> WHAT NEEDS TO BE DONE: Rewrite the listing below with every "Tag one point per instance" changed to "Mark one point for each instance" and nothing else altered, leaving out the pictures.

— START OF INPUT MATERIAL —

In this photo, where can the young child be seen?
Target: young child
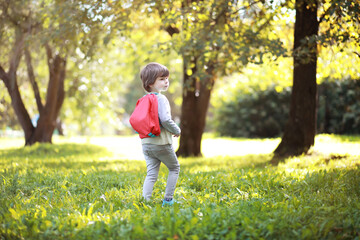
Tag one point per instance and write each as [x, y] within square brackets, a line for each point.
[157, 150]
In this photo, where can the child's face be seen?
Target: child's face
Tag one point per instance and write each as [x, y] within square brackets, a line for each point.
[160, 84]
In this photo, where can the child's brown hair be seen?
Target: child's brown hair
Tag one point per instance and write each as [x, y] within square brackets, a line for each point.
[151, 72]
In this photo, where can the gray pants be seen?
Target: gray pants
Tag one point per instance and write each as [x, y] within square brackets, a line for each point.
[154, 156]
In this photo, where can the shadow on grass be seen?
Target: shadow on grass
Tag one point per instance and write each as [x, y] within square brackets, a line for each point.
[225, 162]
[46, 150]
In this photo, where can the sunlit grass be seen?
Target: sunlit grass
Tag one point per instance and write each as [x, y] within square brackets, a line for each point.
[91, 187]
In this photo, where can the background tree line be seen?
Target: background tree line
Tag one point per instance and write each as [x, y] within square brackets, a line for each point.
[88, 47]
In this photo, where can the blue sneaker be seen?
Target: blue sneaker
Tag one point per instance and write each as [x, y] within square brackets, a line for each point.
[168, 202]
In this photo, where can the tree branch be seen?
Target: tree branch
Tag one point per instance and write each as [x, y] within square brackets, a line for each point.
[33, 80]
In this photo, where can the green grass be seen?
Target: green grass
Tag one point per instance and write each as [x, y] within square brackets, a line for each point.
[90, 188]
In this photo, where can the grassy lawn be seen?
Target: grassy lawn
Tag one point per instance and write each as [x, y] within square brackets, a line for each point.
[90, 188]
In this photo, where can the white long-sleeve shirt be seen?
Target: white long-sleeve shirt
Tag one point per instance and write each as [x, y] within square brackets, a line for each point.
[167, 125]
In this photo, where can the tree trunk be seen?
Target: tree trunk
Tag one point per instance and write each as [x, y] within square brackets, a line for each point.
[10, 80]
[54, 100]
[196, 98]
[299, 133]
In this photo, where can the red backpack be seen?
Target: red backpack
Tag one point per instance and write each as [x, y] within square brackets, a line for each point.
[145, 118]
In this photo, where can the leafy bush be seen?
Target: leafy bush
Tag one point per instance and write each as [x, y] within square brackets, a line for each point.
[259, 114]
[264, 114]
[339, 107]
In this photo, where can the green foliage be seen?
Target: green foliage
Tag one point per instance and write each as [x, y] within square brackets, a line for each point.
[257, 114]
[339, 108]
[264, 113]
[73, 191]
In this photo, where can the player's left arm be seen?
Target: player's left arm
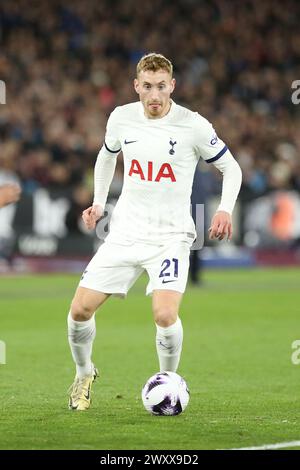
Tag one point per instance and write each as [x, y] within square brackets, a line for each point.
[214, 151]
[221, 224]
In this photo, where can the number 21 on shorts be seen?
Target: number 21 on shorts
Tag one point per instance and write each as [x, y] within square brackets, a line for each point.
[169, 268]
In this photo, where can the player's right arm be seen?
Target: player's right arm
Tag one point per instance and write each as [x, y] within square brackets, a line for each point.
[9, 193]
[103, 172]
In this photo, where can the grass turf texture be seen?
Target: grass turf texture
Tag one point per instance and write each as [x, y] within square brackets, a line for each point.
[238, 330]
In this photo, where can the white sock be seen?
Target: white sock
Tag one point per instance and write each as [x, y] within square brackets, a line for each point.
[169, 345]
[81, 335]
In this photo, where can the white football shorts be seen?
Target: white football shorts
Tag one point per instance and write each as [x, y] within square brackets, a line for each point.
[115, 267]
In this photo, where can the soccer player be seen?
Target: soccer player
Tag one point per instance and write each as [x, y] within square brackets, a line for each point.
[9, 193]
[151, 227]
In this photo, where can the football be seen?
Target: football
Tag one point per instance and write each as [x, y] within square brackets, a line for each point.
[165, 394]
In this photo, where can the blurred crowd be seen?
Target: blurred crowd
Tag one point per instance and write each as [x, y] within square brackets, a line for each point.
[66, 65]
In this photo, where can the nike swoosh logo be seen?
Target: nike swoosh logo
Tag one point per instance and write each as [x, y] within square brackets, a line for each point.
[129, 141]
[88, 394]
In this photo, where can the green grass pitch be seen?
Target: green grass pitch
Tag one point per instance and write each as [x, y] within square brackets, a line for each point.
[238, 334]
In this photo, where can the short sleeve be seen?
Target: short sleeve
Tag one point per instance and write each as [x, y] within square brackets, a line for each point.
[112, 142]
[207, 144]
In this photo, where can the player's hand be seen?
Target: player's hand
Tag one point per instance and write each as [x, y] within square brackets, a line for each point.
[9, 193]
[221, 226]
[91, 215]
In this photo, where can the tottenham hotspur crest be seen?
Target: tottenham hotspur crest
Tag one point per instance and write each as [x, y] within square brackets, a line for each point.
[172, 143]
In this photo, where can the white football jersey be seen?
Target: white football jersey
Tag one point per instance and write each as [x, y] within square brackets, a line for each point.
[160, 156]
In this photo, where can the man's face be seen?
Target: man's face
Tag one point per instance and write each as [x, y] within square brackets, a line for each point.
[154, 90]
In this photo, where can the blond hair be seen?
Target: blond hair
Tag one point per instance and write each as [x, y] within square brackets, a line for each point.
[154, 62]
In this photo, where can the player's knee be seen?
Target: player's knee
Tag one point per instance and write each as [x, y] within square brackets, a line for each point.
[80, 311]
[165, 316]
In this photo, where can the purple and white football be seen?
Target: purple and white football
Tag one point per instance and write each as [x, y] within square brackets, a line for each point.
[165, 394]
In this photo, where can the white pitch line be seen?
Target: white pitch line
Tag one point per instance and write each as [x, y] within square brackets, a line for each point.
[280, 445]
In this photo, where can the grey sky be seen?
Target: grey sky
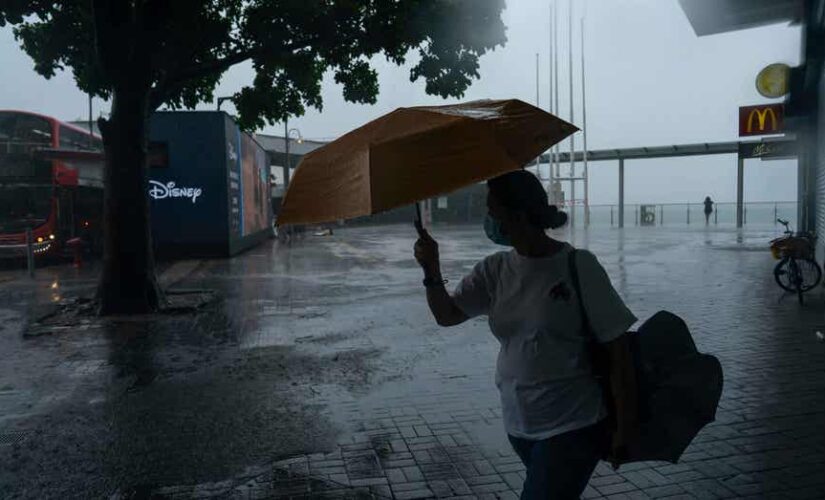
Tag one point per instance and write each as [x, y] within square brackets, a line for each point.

— END OF INPUT MATERIAL —

> FULL RESPONSE:
In this photo, where can the young child be seen?
Target: young child
Mark one point for each instance and write each as [x, y] within square brackets, a line for each point.
[157, 150]
In this photo, where can the child's face be seen?
Target: child's face
Mark one point for each instance and write each as [x, y] within square brackets, a line for each point.
[160, 84]
In this photo, where can the child's brown hair be seen?
Target: child's brown hair
Mark one point for each instance and write each as [x, y] within square brackets, a line for each point.
[151, 72]
In this photo, where can the gray pants be seen?
Target: gray pants
Mark one point for each instance and write each as [x, y] within square brackets, a line for each point.
[154, 156]
In this photo, where can the shadow on grass be seen?
Target: shadow on grass
Mark one point for each instance and write each as [x, y] within square brackets, a line for each point.
[225, 162]
[46, 150]
In this photo, where can the sunlit grass be seen?
Target: sunlit grass
Mark one point for each instance and write each as [x, y] within square brackets, a line for each point.
[91, 187]
In this photo, where can the background tree line be seen?
Target: background tree line
Mark one point for each instance and write each as [x, y] within square brackets, a line for each point.
[88, 47]
In this photo, where can the blue sneaker be seen?
Target: blue sneaker
Mark one point for each instance and write each as [x, y] within square brackets, a line for each point.
[168, 202]
In this photo, where can the tree branch be seen?
Target: tree branch
Mark one point for each instance and write each as [x, y] within square brackets, a line for each point.
[33, 80]
In this photo, where can the green grass be seen?
Target: green grass
Mark one point for each instance and write each as [x, y] within square brackets, a line for each point.
[90, 188]
In this photo, where can the grassy lawn be seen?
Target: grassy lawn
Mark one point for each instance and write each as [x, y] within square brackets, a line for each point.
[90, 188]
In this photo, where can the white long-sleeve shirt be seen?
Target: white long-sleeve shirt
Mark one point for each instance and write each as [x, y] within square brackets, a line for each point.
[167, 125]
In this photo, where can the tree trunk be seen?
Target: tree trunk
Mark one point for each instance and write each as [x, y] within square brackets, a line for each point.
[10, 80]
[54, 100]
[196, 98]
[299, 133]
In this photo, where can the red backpack be seen?
Target: red backpack
Mark one point for each instance and write each as [x, y] within square brackets, a line for each point.
[145, 118]
In this photo, where can the leafy bush be seen?
Target: leafy bush
Mark one point for each instance and write each as [x, y] within square brackets, a line for each point.
[259, 114]
[264, 114]
[339, 107]
In this photo, where can the green foliage be seen?
Target: green foliage
Mark one point for each instance and write each as [x, y] within square brackets, a line for each point.
[257, 114]
[339, 108]
[264, 113]
[73, 191]
In this photo, where can the player's left arm be seen?
Target: player's left arm
Mark one point for each instance and write each as [x, y] within square brackets, a line for each point.
[214, 151]
[221, 224]
In this photo, where can the number 21 on shorts be seen?
Target: number 21 on shorts
Mark one point for each instance and write each as [x, y] within square brackets, a line for each point.
[169, 268]
In this photo, where can the player's right arm be seen?
Target: player's right arm
Mark one point for each instance and write each as [x, y] within square brackets, a line for each point.
[9, 193]
[103, 172]
In this photo, where can the grass turf texture be seen?
Target: grass turf texture
Mark one point for each instance and write each as [x, y] within square brackets, a line for each point.
[238, 330]
In this photo, where can the white sock be seen?
Target: white sock
Mark one point for each instance and write each as [x, y] within square brackets, a line for each point.
[169, 345]
[81, 335]
In this photo, where can the white football shorts be seen?
Target: white football shorts
Mark one point for each instance and write each as [x, y] within square brackets, a line for each point.
[115, 267]
In this photo, where can the soccer player be seen?
Target: soccer player
Mark one point for each instance and write each as [x, y] within square brackets, a line for each point.
[9, 193]
[151, 227]
In this photo, where can the football be seen?
Target: football
Mark one point for each instance and write each as [x, y] within square brackets, a line for each point.
[165, 394]
In this photo, where can the blurred crowd be seen?
Target: blurred crowd
Mark one point for each instance and write each as [x, y] within square brackets, a line for each point.
[66, 65]
In this photo, where can the nike swoosh logo be seen?
Target: nike swoosh logo
Mark one point for each instance and write each as [x, y] within square brackets, a line for each point.
[129, 141]
[88, 394]
In this photo, where can the green grass pitch be seen?
Target: green grass pitch
Mark one point for each instance and write each as [x, y] within square brackets, a line for each point.
[238, 334]
In this photo, where can the short sleeve be seen?
Target: short sleeve
Mark one point for each instance and write each as [x, y] within square brackets, a line for each point.
[112, 142]
[207, 144]
In this photo, where can the player's hand be seen?
Target: player's hand
Mark one point for each instance and write each as [x, y] within square brackets, a line for each point.
[9, 193]
[221, 226]
[91, 215]
In this photo, where can the tottenham hotspur crest be seen?
Target: tottenham hotspur crest
Mark one point for each instance and write each as [x, y] within square brackets, a line for each point.
[172, 143]
In this photo, where can the white football jersey be seen?
Target: white football jersey
Mark one point for each instance and write each as [x, y] within square brackets, a line for each point.
[160, 156]
In this photo, where can the man's face be seen?
Target: man's face
Mark one point for each instance and write each as [x, y] within square brackets, a line for each point.
[154, 90]
In this photo, where can the blond hair be seen?
Target: blond hair
Mark one point for each instance and write each as [x, y] within square brackets, a line for each point.
[154, 62]
In this photo, where can the player's knee be seen?
Target: player's knee
Mark one point for each instance and write each as [x, y] within square brackets, a line for each point.
[80, 311]
[165, 316]
In this photo, where can the purple and white football be seen?
Target: purple and white football
Mark one point for each instance and write each as [x, y] within square brackets, a line for each point.
[165, 394]
In this photo, where can the white pitch line be seen?
Target: white pitch line
Mark one point for each instance and write each as [x, y] within square brackets, a line for each point.
[280, 445]
In this photo, where can the grey sky be seen?
Target: grey sky
Mark one point for each instance and write each as [x, y] within square brackets, a line for each point.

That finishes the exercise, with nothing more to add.